### Data to process

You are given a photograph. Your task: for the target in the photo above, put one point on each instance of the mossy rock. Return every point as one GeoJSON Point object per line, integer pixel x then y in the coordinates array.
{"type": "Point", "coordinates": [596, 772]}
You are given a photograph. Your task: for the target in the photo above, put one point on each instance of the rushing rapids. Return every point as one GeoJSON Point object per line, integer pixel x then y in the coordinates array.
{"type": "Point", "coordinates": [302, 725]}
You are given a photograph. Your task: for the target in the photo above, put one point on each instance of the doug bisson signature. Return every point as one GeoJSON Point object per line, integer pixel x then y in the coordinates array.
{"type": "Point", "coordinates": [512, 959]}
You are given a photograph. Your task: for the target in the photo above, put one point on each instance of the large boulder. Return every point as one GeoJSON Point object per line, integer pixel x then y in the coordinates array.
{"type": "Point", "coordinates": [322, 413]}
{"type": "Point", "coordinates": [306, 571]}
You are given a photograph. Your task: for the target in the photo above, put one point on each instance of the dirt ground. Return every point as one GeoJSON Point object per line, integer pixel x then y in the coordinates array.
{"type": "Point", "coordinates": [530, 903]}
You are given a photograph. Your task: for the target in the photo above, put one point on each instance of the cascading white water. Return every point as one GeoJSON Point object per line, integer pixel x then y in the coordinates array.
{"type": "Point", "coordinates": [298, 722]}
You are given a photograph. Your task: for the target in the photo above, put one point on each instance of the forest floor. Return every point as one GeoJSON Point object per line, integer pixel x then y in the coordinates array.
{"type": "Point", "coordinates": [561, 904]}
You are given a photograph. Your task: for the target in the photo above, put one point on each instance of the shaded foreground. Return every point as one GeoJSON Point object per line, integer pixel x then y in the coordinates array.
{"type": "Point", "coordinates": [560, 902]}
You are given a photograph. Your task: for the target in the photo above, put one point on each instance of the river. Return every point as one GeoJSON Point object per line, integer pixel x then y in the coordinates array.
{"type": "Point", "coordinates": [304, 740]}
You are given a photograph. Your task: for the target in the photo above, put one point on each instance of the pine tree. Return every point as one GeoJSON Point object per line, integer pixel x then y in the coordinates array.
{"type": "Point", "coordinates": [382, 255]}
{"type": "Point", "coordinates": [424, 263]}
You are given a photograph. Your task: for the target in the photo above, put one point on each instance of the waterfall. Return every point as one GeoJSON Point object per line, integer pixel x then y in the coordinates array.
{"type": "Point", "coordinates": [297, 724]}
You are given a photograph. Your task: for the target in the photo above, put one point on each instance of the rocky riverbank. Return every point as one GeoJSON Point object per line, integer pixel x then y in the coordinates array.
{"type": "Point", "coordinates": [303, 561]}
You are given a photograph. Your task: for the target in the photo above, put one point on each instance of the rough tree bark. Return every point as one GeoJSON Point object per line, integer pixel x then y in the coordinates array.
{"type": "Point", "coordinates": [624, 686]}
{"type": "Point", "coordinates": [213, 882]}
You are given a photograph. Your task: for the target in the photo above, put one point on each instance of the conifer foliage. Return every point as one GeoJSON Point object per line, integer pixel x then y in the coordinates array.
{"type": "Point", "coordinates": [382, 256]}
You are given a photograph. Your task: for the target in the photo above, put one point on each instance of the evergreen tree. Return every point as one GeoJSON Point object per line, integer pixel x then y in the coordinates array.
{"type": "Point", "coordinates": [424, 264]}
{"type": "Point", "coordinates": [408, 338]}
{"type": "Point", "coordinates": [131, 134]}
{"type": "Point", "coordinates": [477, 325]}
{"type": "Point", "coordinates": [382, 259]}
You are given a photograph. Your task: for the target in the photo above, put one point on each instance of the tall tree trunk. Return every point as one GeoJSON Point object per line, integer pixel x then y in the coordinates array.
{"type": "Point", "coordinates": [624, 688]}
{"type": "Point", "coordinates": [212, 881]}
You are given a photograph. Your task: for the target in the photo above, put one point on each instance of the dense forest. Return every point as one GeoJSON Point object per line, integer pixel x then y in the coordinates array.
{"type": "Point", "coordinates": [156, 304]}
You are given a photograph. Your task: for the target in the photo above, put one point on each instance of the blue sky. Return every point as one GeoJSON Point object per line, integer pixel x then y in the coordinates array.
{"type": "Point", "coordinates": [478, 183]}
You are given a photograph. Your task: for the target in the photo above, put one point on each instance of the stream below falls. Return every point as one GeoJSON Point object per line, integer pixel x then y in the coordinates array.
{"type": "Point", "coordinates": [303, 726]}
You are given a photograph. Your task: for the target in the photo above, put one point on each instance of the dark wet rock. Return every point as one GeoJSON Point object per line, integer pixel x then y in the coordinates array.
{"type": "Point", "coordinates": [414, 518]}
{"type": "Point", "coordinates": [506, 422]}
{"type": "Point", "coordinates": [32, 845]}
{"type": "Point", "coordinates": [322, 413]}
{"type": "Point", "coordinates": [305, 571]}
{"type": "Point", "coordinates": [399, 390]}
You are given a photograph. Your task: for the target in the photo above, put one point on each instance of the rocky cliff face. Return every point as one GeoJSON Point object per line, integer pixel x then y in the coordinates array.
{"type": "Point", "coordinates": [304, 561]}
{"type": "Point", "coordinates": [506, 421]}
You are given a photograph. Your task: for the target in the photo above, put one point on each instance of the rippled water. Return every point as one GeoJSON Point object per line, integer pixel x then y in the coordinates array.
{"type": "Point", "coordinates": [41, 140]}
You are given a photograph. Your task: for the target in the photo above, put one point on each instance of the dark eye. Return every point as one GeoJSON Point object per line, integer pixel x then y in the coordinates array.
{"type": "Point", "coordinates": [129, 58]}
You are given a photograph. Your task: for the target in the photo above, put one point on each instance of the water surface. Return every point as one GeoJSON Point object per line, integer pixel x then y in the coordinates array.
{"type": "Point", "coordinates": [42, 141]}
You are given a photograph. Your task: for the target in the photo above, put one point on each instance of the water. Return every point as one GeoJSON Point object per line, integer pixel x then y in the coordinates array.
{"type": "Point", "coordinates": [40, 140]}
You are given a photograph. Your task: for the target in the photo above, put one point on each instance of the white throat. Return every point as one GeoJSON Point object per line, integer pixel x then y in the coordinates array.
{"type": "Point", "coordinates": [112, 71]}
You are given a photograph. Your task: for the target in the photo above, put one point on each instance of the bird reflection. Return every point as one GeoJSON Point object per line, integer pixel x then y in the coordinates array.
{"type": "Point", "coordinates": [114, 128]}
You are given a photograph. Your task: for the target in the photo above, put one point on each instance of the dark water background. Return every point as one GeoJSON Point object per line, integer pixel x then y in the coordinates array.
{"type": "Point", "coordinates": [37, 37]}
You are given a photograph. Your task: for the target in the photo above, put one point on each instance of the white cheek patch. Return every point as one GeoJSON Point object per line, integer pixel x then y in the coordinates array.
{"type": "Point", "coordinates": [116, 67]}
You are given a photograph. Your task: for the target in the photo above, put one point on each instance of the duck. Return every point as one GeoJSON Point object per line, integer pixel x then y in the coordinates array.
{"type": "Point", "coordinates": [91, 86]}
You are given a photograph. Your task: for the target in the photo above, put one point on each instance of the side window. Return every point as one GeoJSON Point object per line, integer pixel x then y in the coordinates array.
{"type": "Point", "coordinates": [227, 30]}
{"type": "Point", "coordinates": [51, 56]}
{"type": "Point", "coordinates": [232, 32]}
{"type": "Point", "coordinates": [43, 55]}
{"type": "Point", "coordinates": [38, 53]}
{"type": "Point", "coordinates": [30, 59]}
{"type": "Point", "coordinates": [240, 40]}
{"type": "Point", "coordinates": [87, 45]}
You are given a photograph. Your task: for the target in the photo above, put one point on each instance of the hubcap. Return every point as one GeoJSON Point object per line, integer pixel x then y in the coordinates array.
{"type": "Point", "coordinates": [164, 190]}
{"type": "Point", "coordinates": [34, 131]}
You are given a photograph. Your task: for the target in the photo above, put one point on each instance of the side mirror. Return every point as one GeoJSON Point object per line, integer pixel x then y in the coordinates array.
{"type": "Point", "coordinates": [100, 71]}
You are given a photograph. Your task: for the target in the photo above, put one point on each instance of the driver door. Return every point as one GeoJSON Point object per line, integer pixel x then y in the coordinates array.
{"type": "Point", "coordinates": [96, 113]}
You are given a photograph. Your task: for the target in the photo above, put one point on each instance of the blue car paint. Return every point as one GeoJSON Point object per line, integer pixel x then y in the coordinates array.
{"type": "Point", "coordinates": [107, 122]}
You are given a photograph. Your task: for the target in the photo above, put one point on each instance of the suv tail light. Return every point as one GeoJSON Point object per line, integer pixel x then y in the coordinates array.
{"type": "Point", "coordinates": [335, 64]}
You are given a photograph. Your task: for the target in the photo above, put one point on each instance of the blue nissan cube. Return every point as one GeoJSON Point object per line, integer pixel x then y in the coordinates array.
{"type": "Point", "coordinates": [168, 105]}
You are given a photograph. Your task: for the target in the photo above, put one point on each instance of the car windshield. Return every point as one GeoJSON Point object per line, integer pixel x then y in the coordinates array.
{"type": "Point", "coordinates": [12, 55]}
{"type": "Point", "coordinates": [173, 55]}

######

> **Given instruction**
Only the lines from the one containing "of the hubcap." to the end of the listing belong in the output, each reproduced exactly.

> **Task answer**
You are given a photograph. Your task: for the target in the photo above, put one point on each instance of the hubcap. Return every point as one GeoJSON Point object per line, integer pixel x then y in the coordinates array.
{"type": "Point", "coordinates": [164, 190]}
{"type": "Point", "coordinates": [34, 131]}
You are given a photograph. Your task: for the target in the photo above, put one point on each instance of the side mirror. Return every point as one GeoJSON Point object per line, integer pixel x then y in the coordinates array.
{"type": "Point", "coordinates": [100, 71]}
You are given a photograph. Your task: for the target in the photo above, put one point on each instance of the driver door. Return every point as one GeoJSON Point object per line, integer pixel x then y in the coordinates array.
{"type": "Point", "coordinates": [96, 113]}
You are given a photograph. Your task: for the target in the photo above, put one point on each instance of the blue car paint. Return every point as one GeoJSON Point object per line, integer pixel x then y in the coordinates array.
{"type": "Point", "coordinates": [107, 122]}
You are given a photograph. Your task: for the target in the photo above, put one point on each instance of the suv tail light. Return every point as one GeoJSON Point object per line, integer pixel x then y in the coordinates array.
{"type": "Point", "coordinates": [335, 64]}
You are given a photograph. Your task: for the target in the photo above, put one point on each instance of the blue nissan cube. Return every point as one GeoJSON Point object per line, integer pixel x then y in the coordinates array.
{"type": "Point", "coordinates": [168, 105]}
You are given a photograph. Your task: for the target in the photo above, put one point on each instance of the car windshield. Return every point as one GeoJSON Point object per line, integer pixel x then y in the coordinates array.
{"type": "Point", "coordinates": [12, 55]}
{"type": "Point", "coordinates": [173, 55]}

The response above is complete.